◆ Teks yang Diberikan
········

Setelah beberapa minggu buku
Membaca Sejarah Melayu terbit, saya menitipkan buku tersebut pada seorang teman
untuk Mak di Kampung Sana. Ada tulisan saya tentang kampung di buku tersebut.
Saya yakin, Mak pasti senang. Lama sebelumnya, saya pernah melihatkan dan membacakan tulisan tersebut
pada Emak. Emak antusias sekali mendengarnya, hingga dia bertanya “ade agik
ndak?, ade agik? Bacekanlah agik”.
Emak ternyata senang, saya
menulis tentang Kampung. Emak merasa tidak banyak yang tahu sejarah Kampung dan
menuliskannya. Emak menyarankan saya
untuk menulis tentang kampung lebih banyak. Sebagai penyimpan dokumen terbaik keluarga,
puisi Kampung yang pernah saya bacakan sewaktu SD disarankan sebagai bahan tulisan. Emak juga
yakin, Wak Eman tokoh masyarakat di kampung juga senang dengan tulisan saya
ini. Mengingat hal itu, saya pun mengirim buku tersebut. Biar Mak bisa
membacanya lagi. Biar Mak beli juga, hehehehhe.
Emak pernah tanya “Mane bukunye?
Mau gak bace, beli lah”, dulu saya tidak tahu buku ini akan di bukukan. Mak
tanya buku yang lain.
Jadilah buku dengan cover kuning
berkolaborsi hitam itu tiba di rumah. Tak lama, kakak memberi kabar bahwa buku
tersebut sedang di baca Mak. Terbayang Emak yang mengenakan kacamata dan
berkerut keningnya sedang membaca. Sedang mengenakan mukenah pula, kebiasaan
Mak selesai shalat membaca, Alquran, berzanji, atau bacaaan tentang agama
lainnya. Maklum Psikologi Agamanya fase orang tua. Peace!.

········

◆ Materi yang Disediakan

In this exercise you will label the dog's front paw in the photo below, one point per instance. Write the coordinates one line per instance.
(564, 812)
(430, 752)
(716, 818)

········

◆ Tugas Wajib 1
Jawablah pertanyaan berikut berdasarkan teks tentang buku untuk Emak.
(a) Melalui siapa buku Membaca Sejarah Melayu dititipkan untuk Mak?
(b) Siapa tokoh masyarakat di kampung yang diyakini Emak juga senang dengan tulisan itu?
(c) Siapa yang memberi kabar bahwa buku itu sedang dibaca Mak?
◆ Tugas Wajib 2
Ringkas paragraf yang diawali "Emak ternyata senang" dalam teks tentang buku untuk Emak tanpa menghilangkan fakta-fakta utamanya.
◆ Tugas Wajib 3
Tulis ulang sebagian teks tentang buku untuk Emak, mulai dari kata-kata "Emak ternyata senang, saya" dan berhenti setelah "beli juga, hehehehhe.", dengan mengganti "puisi" menjadi "cerita".
Materi tersebut tidak berperan apa pun dalam pengerjaan ini.

◆ Jawaban yang Diharapkan 1
(a) Melalui seorang teman.
(b) Wak Eman.
(c) Kakak.

◆ Jawaban yang Diharapkan 2
Emak senang saya menulis tentang Kampung karena menurutnya tidak banyak orang yang tahu sejarah Kampung dan menuliskannya. Ia menyarankan saya menulis lebih banyak tentang kampung. Sebagai penyimpan dokumen terbaik keluarga, ia mengusulkan puisi Kampung yang pernah saya bacakan sewaktu SD sebagai bahan tulisan. Emak juga yakin Wak Eman, tokoh masyarakat di kampung, senang dengan tulisan itu. Karena itu, saya mengirim buku tersebut agar Mak bisa membacanya lagi dan juga membelinya.

◆ Jawaban yang Diharapkan 3
Emak ternyata senang, saya
menulis tentang Kampung. Emak merasa tidak banyak yang tahu sejarah Kampung dan
menuliskannya. Emak menyarankan saya
untuk menulis tentang kampung lebih banyak. Sebagai penyimpan dokumen terbaik keluarga,
cerita Kampung yang pernah saya bacakan sewaktu SD disarankan sebagai bahan tulisan. Emak juga
yakin, Wak Eman tokoh masyarakat di kampung juga senang dengan tulisan saya
ini. Mengingat hal itu, saya pun mengirim buku tersebut. Biar Mak bisa
membacanya lagi. Biar Mak beli juga, hehehehhe.